What is required: Beginning at the line containing "Question. Point out every instance of the leafy", output every line to the end of the data below exactly as it appears.

The records:
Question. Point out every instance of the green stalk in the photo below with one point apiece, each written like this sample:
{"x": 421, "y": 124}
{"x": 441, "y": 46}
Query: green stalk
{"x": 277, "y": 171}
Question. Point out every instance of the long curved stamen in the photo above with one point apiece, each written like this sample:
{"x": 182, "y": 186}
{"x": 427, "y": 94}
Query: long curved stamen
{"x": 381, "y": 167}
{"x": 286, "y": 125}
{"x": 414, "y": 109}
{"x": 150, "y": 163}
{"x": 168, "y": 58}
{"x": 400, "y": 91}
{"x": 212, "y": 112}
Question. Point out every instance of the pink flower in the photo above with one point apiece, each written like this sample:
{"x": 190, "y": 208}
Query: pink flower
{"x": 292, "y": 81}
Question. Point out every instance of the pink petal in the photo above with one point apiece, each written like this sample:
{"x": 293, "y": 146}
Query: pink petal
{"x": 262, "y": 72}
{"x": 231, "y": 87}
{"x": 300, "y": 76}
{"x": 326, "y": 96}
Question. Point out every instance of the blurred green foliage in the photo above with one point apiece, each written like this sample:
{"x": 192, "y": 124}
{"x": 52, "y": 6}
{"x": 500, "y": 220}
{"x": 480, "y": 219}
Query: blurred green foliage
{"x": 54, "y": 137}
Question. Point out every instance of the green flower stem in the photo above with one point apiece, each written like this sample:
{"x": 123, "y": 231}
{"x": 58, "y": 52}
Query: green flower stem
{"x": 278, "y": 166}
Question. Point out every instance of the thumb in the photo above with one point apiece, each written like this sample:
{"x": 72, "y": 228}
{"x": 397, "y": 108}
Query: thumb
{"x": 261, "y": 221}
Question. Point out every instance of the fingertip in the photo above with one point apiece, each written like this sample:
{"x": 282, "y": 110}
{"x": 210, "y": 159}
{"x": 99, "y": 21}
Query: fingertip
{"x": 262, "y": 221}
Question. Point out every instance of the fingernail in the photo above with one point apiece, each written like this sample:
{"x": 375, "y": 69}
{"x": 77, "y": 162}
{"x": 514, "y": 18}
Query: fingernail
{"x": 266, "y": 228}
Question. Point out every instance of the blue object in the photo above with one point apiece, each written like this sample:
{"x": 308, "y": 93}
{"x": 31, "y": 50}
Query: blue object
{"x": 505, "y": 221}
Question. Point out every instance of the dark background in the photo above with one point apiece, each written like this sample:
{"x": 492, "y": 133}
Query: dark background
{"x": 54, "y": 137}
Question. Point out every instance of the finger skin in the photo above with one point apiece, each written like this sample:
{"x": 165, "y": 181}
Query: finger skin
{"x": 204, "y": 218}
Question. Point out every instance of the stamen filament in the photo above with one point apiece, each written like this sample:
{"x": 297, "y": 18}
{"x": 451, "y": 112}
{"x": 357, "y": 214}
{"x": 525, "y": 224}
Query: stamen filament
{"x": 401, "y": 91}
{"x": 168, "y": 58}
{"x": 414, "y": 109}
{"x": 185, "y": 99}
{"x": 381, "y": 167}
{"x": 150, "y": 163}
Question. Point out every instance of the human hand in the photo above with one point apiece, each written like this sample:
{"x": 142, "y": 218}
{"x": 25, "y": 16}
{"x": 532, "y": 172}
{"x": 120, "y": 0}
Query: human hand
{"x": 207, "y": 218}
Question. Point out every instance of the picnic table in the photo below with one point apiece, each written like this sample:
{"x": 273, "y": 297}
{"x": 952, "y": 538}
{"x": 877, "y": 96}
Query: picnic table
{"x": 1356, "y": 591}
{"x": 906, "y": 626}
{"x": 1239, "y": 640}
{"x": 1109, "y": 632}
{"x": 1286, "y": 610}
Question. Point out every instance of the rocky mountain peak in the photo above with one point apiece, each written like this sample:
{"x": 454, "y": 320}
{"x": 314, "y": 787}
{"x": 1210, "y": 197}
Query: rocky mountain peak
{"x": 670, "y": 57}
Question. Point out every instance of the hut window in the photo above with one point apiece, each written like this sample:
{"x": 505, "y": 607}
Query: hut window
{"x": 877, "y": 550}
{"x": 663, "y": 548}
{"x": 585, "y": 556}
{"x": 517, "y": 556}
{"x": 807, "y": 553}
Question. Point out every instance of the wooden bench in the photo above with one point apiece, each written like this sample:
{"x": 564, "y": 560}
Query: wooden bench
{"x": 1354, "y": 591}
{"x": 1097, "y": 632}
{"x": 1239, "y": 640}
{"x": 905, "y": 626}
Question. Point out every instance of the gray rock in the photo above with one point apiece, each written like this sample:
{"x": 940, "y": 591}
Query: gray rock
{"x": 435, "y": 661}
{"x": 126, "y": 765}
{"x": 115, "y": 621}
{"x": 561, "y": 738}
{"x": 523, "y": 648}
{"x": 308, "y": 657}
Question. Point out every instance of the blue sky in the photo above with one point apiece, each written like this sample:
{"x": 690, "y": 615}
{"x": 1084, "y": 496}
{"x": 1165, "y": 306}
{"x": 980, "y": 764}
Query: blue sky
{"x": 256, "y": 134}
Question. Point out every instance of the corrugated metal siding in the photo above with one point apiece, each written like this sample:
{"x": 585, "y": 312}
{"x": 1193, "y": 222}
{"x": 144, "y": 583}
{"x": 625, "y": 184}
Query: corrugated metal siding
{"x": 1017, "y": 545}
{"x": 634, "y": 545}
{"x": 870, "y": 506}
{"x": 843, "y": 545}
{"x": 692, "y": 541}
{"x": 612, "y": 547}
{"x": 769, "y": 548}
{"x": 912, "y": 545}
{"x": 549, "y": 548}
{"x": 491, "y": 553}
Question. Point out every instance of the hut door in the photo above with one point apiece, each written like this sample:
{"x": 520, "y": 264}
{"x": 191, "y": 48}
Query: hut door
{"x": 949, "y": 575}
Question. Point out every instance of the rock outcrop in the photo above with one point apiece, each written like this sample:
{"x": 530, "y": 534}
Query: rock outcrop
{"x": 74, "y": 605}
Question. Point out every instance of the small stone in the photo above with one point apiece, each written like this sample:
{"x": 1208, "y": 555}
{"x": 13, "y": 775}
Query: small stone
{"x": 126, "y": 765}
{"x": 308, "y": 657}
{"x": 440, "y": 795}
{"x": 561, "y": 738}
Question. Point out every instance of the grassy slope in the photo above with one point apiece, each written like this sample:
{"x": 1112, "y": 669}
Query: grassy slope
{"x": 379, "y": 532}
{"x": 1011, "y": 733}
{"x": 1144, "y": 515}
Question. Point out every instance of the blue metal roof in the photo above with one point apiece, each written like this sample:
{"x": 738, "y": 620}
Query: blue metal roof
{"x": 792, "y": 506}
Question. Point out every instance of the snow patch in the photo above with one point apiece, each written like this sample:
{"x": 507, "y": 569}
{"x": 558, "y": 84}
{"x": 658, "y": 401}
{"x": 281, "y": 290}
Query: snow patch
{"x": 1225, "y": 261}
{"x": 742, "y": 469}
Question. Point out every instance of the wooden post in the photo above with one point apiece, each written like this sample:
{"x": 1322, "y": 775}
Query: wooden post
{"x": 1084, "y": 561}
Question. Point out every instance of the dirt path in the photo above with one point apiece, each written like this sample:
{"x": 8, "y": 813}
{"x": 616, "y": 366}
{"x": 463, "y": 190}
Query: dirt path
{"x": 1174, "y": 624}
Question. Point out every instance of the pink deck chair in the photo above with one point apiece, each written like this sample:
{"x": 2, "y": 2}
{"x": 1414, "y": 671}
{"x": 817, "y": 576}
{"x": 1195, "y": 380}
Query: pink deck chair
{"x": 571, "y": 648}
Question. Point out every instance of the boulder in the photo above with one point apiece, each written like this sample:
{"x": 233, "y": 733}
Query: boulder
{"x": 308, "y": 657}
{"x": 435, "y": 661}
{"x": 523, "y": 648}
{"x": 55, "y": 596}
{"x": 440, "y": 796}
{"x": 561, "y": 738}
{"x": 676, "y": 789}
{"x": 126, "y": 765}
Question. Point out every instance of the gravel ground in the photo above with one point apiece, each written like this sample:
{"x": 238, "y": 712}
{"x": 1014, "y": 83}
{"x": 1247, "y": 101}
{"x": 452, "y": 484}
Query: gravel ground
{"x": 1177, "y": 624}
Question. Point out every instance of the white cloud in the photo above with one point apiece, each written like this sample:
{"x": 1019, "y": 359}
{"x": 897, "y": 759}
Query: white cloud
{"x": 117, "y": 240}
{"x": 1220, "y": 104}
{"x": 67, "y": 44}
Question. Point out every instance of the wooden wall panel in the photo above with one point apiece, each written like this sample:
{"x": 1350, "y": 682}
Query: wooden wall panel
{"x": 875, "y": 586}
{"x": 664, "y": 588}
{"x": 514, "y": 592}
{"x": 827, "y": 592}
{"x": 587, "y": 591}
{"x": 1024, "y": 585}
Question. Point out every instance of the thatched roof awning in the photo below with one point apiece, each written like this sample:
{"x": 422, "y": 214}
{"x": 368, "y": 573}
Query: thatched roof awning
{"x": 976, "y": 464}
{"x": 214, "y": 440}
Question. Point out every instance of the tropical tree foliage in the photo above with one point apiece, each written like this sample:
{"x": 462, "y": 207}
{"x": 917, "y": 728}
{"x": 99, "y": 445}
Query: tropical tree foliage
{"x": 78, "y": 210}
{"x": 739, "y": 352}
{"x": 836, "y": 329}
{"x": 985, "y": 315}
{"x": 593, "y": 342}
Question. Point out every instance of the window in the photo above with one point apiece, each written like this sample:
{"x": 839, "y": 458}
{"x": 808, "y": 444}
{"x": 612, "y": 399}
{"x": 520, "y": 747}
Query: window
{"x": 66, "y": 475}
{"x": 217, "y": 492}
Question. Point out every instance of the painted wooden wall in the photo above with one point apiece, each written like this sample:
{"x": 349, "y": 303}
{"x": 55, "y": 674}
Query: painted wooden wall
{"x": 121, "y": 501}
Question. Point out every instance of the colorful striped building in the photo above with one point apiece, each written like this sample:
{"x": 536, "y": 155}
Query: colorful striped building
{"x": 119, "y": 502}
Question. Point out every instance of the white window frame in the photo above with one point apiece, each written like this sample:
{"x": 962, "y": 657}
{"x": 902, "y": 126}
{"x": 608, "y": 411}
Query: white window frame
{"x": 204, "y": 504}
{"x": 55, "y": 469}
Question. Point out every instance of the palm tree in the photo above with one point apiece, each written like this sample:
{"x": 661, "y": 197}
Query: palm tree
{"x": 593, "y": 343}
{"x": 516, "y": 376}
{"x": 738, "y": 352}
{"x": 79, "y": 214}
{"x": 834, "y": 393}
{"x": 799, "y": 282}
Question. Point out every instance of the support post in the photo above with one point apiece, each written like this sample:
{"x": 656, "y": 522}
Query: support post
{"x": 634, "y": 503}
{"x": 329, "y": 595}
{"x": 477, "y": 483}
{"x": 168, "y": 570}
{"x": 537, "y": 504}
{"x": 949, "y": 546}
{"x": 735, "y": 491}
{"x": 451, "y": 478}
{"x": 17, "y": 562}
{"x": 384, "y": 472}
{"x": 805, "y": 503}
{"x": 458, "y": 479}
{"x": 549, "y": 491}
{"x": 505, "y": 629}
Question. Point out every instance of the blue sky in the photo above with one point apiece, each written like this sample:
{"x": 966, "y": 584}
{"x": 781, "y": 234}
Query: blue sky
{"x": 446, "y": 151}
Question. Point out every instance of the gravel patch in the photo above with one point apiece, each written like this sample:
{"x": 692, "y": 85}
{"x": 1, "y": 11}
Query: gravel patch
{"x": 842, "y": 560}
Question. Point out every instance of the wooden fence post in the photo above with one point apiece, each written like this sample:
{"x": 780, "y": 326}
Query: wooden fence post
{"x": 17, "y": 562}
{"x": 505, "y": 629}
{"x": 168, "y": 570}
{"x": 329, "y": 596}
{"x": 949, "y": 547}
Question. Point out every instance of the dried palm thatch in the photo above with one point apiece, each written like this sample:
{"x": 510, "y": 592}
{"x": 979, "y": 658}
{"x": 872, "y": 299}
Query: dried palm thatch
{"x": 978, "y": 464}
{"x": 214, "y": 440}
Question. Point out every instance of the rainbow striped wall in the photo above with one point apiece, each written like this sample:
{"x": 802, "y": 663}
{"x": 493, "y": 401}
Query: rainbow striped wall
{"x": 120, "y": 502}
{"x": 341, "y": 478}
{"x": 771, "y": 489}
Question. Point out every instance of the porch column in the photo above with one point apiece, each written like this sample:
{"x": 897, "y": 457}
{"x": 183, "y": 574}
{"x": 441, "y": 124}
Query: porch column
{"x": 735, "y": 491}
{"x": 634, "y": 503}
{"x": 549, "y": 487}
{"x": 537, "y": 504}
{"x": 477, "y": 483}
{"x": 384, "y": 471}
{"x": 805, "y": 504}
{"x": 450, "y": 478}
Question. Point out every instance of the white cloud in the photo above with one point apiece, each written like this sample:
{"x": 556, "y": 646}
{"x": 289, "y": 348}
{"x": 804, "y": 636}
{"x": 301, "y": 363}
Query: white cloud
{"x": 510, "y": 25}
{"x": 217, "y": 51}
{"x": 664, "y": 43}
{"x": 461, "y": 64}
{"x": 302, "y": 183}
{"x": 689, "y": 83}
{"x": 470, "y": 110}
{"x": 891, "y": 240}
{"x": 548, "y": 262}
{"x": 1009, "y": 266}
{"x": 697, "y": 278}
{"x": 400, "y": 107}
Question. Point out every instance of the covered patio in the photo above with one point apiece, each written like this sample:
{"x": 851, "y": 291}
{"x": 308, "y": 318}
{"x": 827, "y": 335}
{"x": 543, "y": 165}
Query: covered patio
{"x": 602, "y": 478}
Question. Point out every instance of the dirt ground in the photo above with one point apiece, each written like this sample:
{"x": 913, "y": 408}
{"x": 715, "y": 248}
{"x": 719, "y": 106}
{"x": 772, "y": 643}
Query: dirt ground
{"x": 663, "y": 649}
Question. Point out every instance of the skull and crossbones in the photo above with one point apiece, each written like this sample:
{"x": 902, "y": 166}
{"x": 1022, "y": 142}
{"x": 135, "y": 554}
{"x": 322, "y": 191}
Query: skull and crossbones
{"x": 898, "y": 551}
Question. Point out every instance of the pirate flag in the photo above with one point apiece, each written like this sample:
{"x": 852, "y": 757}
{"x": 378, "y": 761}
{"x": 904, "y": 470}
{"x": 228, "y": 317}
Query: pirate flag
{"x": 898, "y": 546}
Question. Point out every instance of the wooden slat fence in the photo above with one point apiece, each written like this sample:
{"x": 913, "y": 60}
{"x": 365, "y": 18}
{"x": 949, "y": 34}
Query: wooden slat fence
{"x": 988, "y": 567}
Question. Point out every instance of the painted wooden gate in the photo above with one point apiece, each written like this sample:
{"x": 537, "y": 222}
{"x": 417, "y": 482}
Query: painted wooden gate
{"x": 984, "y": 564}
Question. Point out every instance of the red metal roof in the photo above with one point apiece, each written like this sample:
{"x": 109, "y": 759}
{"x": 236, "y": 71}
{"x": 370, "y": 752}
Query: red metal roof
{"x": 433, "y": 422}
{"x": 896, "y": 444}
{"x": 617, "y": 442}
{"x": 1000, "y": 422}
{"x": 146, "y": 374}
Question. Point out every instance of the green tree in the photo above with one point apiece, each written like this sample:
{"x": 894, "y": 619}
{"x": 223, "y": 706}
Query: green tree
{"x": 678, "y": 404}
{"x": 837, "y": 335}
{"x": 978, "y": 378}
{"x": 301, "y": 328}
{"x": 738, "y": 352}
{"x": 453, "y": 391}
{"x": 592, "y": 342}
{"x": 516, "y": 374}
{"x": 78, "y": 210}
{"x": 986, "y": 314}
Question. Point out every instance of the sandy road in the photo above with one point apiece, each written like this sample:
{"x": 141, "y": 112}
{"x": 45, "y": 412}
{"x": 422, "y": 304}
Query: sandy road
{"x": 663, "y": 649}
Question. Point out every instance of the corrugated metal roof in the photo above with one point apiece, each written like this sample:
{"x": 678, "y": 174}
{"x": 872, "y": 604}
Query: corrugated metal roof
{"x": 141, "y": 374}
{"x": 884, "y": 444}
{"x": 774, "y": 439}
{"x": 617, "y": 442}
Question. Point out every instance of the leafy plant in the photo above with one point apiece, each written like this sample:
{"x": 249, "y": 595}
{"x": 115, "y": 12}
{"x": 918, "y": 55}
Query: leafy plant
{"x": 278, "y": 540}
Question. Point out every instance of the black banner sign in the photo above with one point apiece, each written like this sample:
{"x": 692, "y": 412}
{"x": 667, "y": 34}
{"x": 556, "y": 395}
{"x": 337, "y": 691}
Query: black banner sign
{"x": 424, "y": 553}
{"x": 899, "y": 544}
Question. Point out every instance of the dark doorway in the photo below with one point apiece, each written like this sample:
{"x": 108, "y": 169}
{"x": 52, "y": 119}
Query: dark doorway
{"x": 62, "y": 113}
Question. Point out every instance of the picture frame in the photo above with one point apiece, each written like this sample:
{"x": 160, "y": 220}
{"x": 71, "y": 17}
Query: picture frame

Task solution:
Question. Point out every instance of the leafy plant in the photo above with one point apiece, each written like this sample:
{"x": 249, "y": 595}
{"x": 115, "y": 12}
{"x": 918, "y": 55}
Query: leafy plant
{"x": 278, "y": 540}
Question. Point out every instance of the black banner sign in the photo above with one point apiece, each written like this sample:
{"x": 692, "y": 412}
{"x": 667, "y": 34}
{"x": 556, "y": 395}
{"x": 337, "y": 691}
Query: black banner sign
{"x": 424, "y": 553}
{"x": 899, "y": 544}
Question. Point out every instance of the dark doorway in the photo below with one point apiece, each written like this sample:
{"x": 108, "y": 169}
{"x": 52, "y": 119}
Query: dark doorway
{"x": 62, "y": 113}
Question. Point out every instance of the picture frame in the photo above with one point apiece, each written like this sample:
{"x": 160, "y": 220}
{"x": 71, "y": 17}
Query: picture frame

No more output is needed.